Extrait:
38 Billets

0 Édition

Billet de blog 15 mai 2025

« J’utiliserai mes maux comme une force pour soutenir ceux des autres »

A l’atelier de la Maison des femmes de Saint-Denis, cette semaine, des odeurs ont réveillé nos sens, nos sensations, nos émotions.

Ce blog est personnel, la rédaction n’est pas à l’origine de ses contenus.

Cette semaine, une des femmes participant à l’atelier “Prendre mots” de la Maison des femmes de Saint-Denis (93) avait apporté sa boite à huiles essentielles. Elle nous avait raconté un jour qu’elle travaillait dans des maisons de retraite autour de l’olfactothérapie : les odeurs, expliquait-elle en substance, pouvaient réveiller des émotions, des souvenirs.

Consigne A: Relevez chaque ligne des enregistrements où figure le mot « stone », en respectant la casse.

Données fournies:

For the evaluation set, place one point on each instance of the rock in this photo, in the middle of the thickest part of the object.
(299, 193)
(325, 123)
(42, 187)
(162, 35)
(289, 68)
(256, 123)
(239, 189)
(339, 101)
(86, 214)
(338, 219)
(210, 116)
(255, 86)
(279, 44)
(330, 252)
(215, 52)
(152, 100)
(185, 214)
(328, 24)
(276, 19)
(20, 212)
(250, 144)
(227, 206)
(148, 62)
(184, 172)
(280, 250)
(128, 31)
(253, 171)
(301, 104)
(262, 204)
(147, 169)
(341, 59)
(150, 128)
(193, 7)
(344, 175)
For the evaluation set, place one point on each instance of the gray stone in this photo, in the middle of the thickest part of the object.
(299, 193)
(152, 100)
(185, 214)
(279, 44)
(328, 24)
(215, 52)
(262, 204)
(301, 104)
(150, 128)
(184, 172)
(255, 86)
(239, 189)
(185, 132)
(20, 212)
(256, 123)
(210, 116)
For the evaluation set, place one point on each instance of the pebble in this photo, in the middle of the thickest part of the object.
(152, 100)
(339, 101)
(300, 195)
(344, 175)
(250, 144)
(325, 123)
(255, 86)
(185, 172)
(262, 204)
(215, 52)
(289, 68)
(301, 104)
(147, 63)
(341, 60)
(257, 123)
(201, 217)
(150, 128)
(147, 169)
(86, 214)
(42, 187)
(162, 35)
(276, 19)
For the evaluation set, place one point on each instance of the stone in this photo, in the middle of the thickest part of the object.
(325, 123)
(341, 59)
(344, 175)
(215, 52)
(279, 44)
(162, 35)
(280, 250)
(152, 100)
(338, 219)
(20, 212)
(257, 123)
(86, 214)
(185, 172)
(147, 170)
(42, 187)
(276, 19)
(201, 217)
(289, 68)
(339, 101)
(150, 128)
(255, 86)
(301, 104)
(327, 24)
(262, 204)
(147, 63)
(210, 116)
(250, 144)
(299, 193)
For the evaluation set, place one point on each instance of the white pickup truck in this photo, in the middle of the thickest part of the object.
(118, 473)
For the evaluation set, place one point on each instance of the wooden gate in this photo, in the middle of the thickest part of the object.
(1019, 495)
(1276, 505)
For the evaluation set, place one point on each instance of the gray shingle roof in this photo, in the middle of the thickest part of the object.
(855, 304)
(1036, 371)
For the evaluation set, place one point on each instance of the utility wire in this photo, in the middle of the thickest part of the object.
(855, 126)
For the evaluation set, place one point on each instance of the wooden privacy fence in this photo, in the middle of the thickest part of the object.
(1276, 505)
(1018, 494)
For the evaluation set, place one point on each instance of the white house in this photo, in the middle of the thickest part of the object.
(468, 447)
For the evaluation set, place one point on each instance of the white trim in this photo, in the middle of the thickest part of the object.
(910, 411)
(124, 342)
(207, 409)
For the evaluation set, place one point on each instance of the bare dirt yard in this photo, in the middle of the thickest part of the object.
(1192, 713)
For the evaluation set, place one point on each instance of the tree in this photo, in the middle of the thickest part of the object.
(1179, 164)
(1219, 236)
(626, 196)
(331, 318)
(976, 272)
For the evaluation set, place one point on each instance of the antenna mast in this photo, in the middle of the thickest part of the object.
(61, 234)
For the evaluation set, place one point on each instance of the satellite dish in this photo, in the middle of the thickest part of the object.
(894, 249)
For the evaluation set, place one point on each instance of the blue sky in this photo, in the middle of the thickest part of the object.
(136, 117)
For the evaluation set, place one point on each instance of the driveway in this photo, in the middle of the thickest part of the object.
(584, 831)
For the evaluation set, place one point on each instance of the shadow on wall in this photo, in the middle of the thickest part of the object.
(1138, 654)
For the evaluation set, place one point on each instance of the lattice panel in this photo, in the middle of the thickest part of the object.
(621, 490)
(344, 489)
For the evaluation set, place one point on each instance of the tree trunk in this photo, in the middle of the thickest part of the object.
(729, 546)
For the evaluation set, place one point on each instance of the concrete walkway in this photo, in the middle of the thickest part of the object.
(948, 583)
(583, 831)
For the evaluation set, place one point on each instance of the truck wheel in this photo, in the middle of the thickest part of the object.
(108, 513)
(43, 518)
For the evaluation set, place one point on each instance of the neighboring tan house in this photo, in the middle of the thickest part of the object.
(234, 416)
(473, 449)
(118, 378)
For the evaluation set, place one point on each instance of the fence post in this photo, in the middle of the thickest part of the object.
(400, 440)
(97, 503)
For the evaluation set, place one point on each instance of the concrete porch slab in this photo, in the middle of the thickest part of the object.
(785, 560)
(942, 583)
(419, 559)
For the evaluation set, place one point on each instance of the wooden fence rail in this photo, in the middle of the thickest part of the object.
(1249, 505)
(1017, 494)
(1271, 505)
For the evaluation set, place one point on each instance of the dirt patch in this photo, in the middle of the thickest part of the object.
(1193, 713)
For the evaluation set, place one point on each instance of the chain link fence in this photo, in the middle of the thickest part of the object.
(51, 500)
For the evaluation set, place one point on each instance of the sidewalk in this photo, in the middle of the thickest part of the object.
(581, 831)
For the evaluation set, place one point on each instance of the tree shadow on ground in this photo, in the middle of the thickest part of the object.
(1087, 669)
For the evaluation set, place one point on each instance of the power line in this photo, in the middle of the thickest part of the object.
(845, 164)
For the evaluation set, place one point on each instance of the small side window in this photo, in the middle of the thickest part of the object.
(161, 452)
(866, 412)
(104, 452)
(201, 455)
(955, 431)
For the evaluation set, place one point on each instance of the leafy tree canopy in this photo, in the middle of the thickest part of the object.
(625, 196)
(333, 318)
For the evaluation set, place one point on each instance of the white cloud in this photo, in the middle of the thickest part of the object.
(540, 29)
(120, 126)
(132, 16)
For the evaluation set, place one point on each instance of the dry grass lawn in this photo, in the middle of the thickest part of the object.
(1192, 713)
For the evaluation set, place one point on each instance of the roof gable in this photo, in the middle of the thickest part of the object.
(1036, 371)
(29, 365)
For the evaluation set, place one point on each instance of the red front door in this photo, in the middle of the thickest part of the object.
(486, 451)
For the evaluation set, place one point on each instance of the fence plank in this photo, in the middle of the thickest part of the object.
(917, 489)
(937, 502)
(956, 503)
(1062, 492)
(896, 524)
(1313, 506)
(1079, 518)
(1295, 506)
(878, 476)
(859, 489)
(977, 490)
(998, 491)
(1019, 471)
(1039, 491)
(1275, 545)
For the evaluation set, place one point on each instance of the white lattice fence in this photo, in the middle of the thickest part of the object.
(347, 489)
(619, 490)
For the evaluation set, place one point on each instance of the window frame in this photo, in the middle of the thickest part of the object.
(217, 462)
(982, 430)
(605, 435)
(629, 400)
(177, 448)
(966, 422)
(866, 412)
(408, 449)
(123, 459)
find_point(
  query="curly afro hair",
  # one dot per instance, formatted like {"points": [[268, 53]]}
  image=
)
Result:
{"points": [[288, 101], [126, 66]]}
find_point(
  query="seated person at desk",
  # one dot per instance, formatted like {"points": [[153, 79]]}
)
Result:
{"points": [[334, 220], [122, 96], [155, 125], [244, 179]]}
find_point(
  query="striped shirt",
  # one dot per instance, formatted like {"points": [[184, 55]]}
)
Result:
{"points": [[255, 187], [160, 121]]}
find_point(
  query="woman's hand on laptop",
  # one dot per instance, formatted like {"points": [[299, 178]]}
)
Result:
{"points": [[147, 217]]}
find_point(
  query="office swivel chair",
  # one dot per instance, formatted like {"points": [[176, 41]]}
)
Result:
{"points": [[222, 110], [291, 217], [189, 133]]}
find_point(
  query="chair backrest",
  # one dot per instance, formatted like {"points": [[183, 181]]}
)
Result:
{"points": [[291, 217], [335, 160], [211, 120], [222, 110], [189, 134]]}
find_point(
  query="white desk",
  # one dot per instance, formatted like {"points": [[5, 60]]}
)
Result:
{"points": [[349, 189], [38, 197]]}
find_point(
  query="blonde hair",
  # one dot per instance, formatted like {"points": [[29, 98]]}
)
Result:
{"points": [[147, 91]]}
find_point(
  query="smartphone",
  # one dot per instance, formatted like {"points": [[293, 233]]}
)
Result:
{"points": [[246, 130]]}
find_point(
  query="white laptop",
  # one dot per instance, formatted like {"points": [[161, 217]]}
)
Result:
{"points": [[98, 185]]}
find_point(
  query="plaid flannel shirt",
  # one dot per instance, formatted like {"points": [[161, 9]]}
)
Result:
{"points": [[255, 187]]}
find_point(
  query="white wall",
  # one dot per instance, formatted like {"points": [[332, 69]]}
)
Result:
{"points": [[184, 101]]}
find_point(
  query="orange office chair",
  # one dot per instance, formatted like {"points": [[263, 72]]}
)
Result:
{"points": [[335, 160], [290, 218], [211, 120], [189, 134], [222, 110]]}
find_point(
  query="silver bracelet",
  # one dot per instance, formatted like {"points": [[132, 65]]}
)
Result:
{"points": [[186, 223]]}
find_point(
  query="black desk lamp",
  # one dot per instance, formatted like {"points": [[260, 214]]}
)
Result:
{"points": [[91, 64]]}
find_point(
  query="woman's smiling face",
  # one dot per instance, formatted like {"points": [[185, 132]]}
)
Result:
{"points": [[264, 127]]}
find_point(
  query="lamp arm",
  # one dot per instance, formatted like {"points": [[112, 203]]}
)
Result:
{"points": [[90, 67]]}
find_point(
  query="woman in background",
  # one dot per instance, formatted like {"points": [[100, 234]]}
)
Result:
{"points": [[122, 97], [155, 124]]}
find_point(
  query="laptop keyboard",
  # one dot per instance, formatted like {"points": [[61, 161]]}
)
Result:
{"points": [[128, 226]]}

Consigne B: Extrayez à l'identique, dans le billet de blog plus haut, le passage qui commence par « Billet de blog » et se poursuit jusqu'à « de ses contenus. ».

Solution proposée A:
For the evaluation set, place one point on each instance of the gray stone in this photo, in the middle of the thickest part of the object.
For the evaluation set, place one point on each instance of the stone in this photo, in the middle of the thickest part of the object.

Solution proposée B:
Billet de blog 15 mai 2025

« J’utiliserai mes maux comme une force pour soutenir ceux des autres »

A l’atelier de la Maison des femmes de Saint-Denis, cette semaine, des odeurs ont réveillé nos sens, nos sensations, nos émotions.

Ce blog est personnel, la rédaction n’est pas à l’origine de ses contenus.